- Task: Leave the pictures out, and repeat exactly every line from the one with "pin: the man with" through the end of the data below.

- Information given:
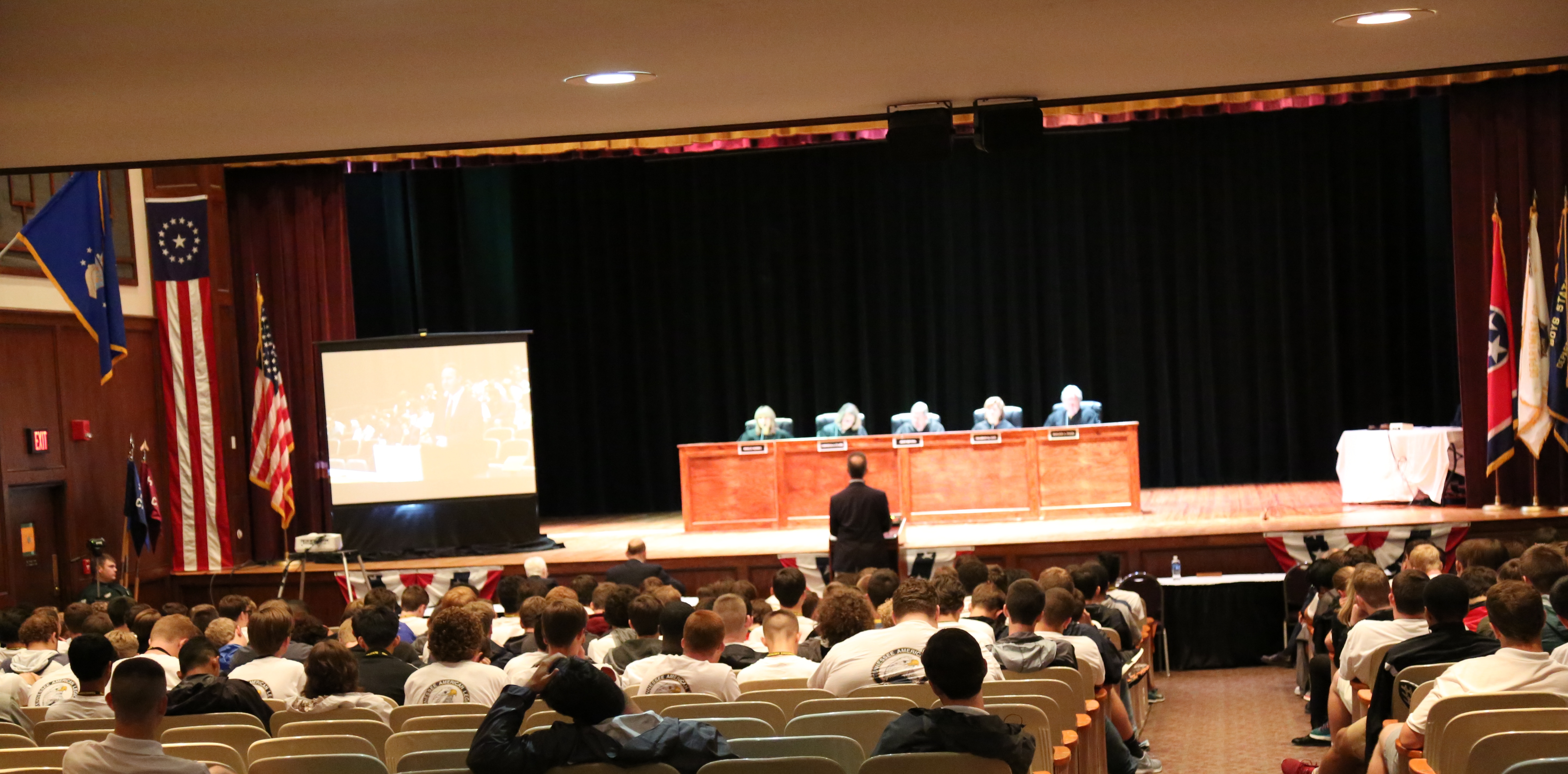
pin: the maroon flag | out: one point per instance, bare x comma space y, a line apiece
272, 433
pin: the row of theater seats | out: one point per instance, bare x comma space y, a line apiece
1518, 732
774, 724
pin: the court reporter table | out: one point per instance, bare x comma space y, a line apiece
930, 479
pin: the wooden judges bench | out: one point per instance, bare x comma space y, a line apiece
930, 479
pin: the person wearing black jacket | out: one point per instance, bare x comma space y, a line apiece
581, 692
380, 671
955, 670
204, 692
636, 569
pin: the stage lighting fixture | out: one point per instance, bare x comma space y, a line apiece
918, 134
1007, 128
1392, 16
611, 79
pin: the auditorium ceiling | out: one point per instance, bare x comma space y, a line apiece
101, 82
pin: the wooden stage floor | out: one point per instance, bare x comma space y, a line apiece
1167, 513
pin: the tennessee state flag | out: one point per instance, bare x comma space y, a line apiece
1500, 345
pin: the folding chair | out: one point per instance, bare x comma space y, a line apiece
863, 726
237, 737
791, 765
292, 747
1496, 753
774, 685
918, 693
783, 698
29, 757
342, 714
421, 710
435, 761
764, 712
179, 721
68, 739
377, 732
934, 764
843, 750
661, 702
438, 723
339, 764
849, 706
402, 743
208, 753
738, 728
1462, 734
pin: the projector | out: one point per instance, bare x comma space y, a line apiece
324, 543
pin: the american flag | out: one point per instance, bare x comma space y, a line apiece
183, 292
272, 433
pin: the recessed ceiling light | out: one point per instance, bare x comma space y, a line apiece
609, 79
1393, 16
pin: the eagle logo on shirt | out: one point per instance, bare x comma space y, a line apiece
896, 665
667, 684
446, 692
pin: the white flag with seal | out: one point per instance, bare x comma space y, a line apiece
1536, 424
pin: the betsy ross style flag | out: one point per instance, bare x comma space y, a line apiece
1534, 422
1500, 367
272, 433
1558, 351
183, 298
73, 242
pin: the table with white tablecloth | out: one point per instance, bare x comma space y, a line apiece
1398, 466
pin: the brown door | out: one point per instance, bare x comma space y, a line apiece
32, 516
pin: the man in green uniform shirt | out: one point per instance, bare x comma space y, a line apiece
104, 587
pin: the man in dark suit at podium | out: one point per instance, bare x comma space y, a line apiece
636, 569
858, 518
1073, 410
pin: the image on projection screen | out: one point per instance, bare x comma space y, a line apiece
429, 422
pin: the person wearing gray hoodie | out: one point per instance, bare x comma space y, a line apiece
1023, 651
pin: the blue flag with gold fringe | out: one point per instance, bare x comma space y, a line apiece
73, 242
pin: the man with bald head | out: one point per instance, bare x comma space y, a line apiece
636, 569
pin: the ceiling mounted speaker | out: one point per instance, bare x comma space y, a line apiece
921, 134
1009, 128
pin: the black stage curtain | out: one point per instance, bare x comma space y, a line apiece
1508, 145
1246, 287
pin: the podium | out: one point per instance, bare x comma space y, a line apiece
960, 477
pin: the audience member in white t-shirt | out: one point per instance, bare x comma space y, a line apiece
949, 610
694, 673
132, 748
561, 632
332, 682
883, 656
1062, 609
782, 635
167, 640
455, 674
90, 663
274, 676
1520, 665
413, 601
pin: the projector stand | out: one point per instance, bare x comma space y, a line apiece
302, 559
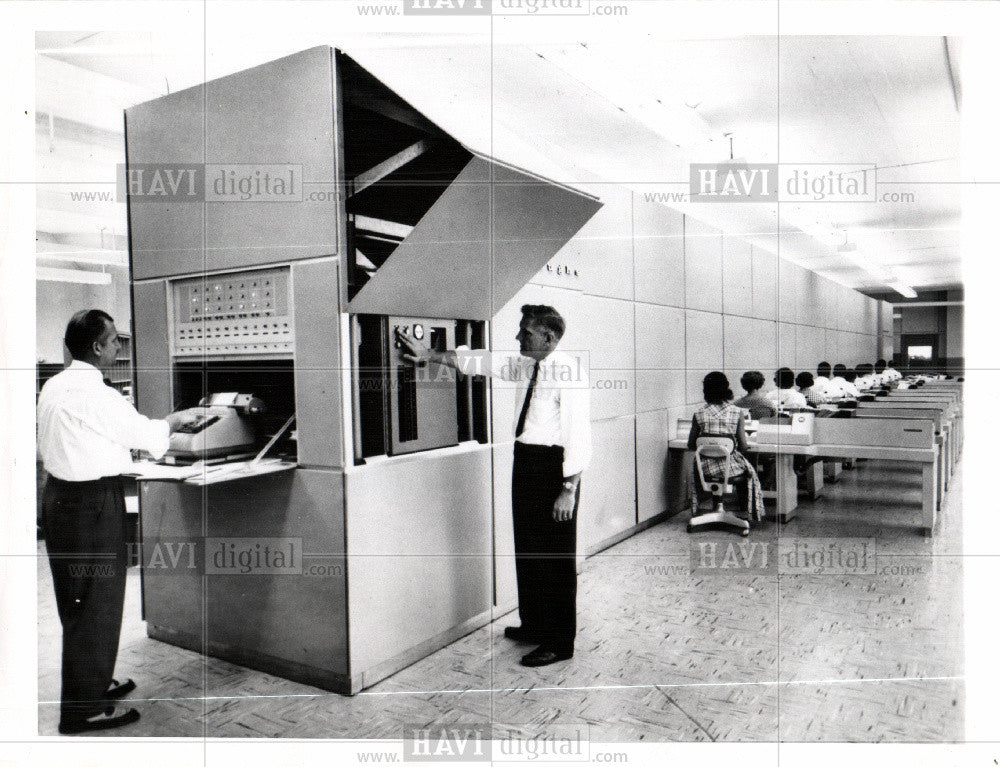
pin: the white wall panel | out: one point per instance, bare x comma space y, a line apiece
659, 356
610, 339
810, 348
791, 279
600, 253
607, 495
702, 266
786, 346
651, 463
750, 344
704, 350
659, 254
765, 284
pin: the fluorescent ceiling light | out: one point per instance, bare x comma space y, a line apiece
903, 289
47, 274
104, 257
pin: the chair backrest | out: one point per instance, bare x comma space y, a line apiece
717, 446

- Reply to the exercise:
pin: the man with bald head | out: one point per instance, bare x comma space y, a line apiece
636, 569
pin: the ceiling mounted speaker | out: one point per instance, bare x comma space y, a line apiece
921, 134
1009, 128
pin: the black stage curtain | out: one point per instance, bare x comma space y, a line apiece
1508, 145
1246, 287
pin: the podium | out: one point per instance, bare x comma space y, a line apiece
960, 477
pin: the audience member in white t-shirt | out: one point per instance, bare x comma space y, a line apiece
949, 610
694, 673
132, 748
561, 632
332, 682
883, 656
1062, 609
782, 635
167, 640
455, 674
90, 663
274, 676
1520, 665
413, 601
pin: the projector stand | out: one point per instance, bare x comma space y, a line apiece
302, 559
pin: the white wall panel | out: one point per instance, bare x comma space y, a line apiece
659, 356
610, 339
810, 348
791, 279
600, 253
607, 495
702, 266
786, 346
651, 463
750, 344
704, 350
659, 254
765, 284
pin: the fluorescent ceiling light | out: one point per instance, bare x comma space y, a line apiece
903, 289
47, 274
104, 257
pin: the chair backrest | out: one point per instance, bare x comma space y, a line apiece
717, 446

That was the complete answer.